Deuxième partie: Introduction

Souviens-toi des plaisirs qui engendrent la tristesse.
Marlowe, Docteur Faust, V, III.

Pour la société médiévale, Dieu et le diable étaient au centre de la vie quotidienne. L'architecture, qui vit le triomphe des cathédrales, l'éducation, qui fit de la Philosophie la servante de la Théologie, le système politique enfin, qui présentait le pape et le roi comme les figures emblématiques du pouvoir terrestre et spirituel, sont autant d'éléments qui parlaient en faveur de cette présence concrète du divin dans le monde des hommes. À l'ombre des clochers, des chaires et des trônes attendait le diable, «comme un serpent qui mord sans faire de bruit» ( Ecclésiaste, X, 11). Physique et métaphysique se confondaient dans l'union consentie par le «premier moteur» d'Aristote, toute chose prenant ainsi une teinte surnaturelle, amicale ou maléfique, selon l'endroit où, comme Janus, la Nature tournait son regard.

La Renaissance ne fit pas exception à cet intérêt pour le surnaturel. On y vit, en effet, cohabiter un Copernic et un Paracelse, et les voûtes peintes des palais florentins furent quelquefois illuminées par la lueur incandescente et fugitive des bûchers. Le diable était assez présent dans les marchés, dans les bourgs, à la croisé des chemins, pour qu'un Rabelais parlât des «diabloteaux de chœur» et que Jean Wier, «démonologue», répertoriât 72 princes des enfers plus un petit peuple de 7 405 926 démons, soit presque l'actuelle population de Paris. Les arts ne firent pas exception à cet intérêt pour le Malin, puisqu'on le retrouve dans de nombreux fabliaux de l'époque, tantôt présence obsédante et obscure de riches vitraux, tantôt figure ridicule des farces de village. Pour la peinture, l'esprit infernal forma tout le génie de toiles comme la Chute des Anges ou la Tentation de Saint Antoine de Bosch, et commanda la richesse d'évocation de l'Enfer, tel qu'entrevu par Joachim Patinir.

Selon la théologie la mieux avisée, Dieu ne serait pas responsable du mal, mais permettrait à Lucifer d'agir malignement et de tenter les âmes à titre d'épreuve. Le sens de la tentation n'est pas la chute de l'homme, mais l'exercice de la liberté humaine à travers la conscience qui choisit le bien ou le mal. Or, si la tentation est l'exercice de la liberté, il est certain que les moyens qu'emploie le diable pour nous tenter varient selon l'espace qu'occupe la liberté dans les mœurs humaines. Moins la liberté est importante, moins les stratégies infernales sont recherchées; au contraire, plus une société concède de libertés, plus l'action diabolique doit gagner en raffinement afin de s'immiscer partout où ces libertés s'exercent. Au Moyen-Âge, le diable se permettait d'apparaître partout et ne brillait pas exactement par sa subtilité. Les nombreuses histoires d'église et de ponts construits par un diable dupé abondent, contribuant à créer l'image d'un démon benêt, simple jusque dans ses méthodes de tentation. Le diable médiéval était surtout présent sous la forme du passio, essentiellement le malheur qu'on éprouve, le destin qu'on subit sans que l'esprit puisse faire quoi que ce soit, sinon adresser une prière au Dieu inconnu et vengeur. La tentation diabolique était un passio, parce que la liberté morale n'était pas encore la liberté de la volonté raisonnable qui n'obéit qu'à elle-même, mais restait plutôt attaché à la religion et à ses dogmes. La liberté ne provenait pas de l'intérieur, mais de l'extérieur, comme imposée par la foi.

**Travail demandé**:
1: D'après le texte sur le diable, combien de princes des enfers Jean Wier a-t-il répertoriés ?
2: Dans le texte sur le diable, recopie le passage compris entre «Pour la société» et «tournait son regard.», ces deux bornes incluses, en substituant «basiliques» à «cathédrales».
3: Poursuis le texte sur le diable à partir de sa dernière phrase.

**Données fournies**:

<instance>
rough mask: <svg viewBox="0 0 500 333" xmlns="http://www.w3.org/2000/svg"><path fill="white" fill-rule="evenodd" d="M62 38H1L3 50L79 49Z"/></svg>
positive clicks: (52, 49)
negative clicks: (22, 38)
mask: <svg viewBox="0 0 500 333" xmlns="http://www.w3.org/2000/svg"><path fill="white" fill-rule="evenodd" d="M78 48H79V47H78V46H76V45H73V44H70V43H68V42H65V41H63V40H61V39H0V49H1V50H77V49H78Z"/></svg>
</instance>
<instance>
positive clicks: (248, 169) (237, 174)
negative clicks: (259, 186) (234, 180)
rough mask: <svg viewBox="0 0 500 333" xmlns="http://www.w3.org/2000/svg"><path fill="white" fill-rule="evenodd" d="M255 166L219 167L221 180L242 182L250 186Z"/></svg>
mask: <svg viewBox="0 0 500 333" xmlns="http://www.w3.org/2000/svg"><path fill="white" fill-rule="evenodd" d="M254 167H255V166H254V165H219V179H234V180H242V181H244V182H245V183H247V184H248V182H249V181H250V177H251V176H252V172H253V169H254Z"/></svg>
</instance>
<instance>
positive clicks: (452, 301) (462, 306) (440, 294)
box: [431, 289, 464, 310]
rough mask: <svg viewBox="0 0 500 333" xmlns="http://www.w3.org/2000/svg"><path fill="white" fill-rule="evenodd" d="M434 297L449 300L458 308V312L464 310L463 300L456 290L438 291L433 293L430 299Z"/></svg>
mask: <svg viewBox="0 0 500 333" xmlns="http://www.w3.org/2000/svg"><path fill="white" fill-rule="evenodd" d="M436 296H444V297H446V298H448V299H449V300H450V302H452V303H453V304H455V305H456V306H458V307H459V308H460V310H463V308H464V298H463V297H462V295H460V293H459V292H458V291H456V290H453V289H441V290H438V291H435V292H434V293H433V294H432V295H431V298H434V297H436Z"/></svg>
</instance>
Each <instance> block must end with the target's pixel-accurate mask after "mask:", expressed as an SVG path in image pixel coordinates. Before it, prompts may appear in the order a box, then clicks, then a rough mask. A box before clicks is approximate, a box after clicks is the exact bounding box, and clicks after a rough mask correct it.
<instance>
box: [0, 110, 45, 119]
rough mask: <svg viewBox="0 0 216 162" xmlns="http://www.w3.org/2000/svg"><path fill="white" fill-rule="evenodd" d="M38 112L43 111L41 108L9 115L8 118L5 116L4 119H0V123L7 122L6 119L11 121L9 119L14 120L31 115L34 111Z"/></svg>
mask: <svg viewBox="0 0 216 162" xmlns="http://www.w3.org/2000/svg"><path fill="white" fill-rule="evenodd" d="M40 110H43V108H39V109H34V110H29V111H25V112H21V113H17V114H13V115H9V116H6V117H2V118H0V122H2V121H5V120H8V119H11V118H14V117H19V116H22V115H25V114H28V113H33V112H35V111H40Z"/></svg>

**Réponses par consigne**:
1: Il en a répertorié 72.

2:
Pour la société médiévale, Dieu et le diable étaient au centre de la vie quotidienne. L'architecture, qui vit le triomphe des basiliques, l'éducation, qui fit de la Philosophie la servante de la Théologie, le système politique enfin, qui présentait le pape et le roi comme les figures emblématiques du pouvoir terrestre et spirituel, sont autant d'éléments qui parlaient en faveur de cette présence concrète du divin dans le monde des hommes. À l'ombre des clochers, des chaires et des trônes attendait le diable, «comme un serpent qui mord sans faire de bruit» ( Ecclésiaste, X, 11). Physique et métaphysique se confondaient dans l'union consentie par le «premier moteur» d'Aristote, toute chose prenant ainsi une teinte surnaturelle, amicale ou maléfique, selon l'endroit où, comme Janus, la Nature tournait son regard.

3:
Il en va tout autrement du diable renaissant et de ses tentations. Durant la Renaissance, les recherches portant sur la nature avaient été promptement couronnées de succès, si bien que l'univers avait soudain cessé d'être ce ciel étoilé qui, depuis l'Antiquité, avait inspiré des poètes comme Hésiode. Il s'était imperceptiblement assombri, et avait perdu de son attrait poétique; le ciel n'était désormais que l'univers raisonnable de Tycho Brahe et de Kepler. La foi enseignait que tout avait été créé pour l'homme; or si tout fut créé pour l'homme, tout doit être petit et mesquin. La science, en revanche, élevait l'homme aux dimensions de l'univers; par son esprit, le sage pouvait mesurer la course des étoiles et l'orbite des planètes comme s'il s'était agi d'arpenter sa cour: le jardin d'Épicure s'ouvrait enfin sur le ciel de Ptolémée. Aux humanistes, le monde ne semblait plus rempli des décrets arbitraires de Dieu, mais se présentait comme un tout rationnel, et, par conséquent, à proportion de l'intelligence humaine. La science avait enseigné à l'homme qu'il était, plus qu'une créature, un créateur, et qu'il lui suffirait de déchiffrer le Grand Livre de la Nature, pour pouvoir élever des mondes nouveaux:

Le ciel fut créé pour l'homme; l'homme lui est donc supérieur (Ecclésiaste, II, III).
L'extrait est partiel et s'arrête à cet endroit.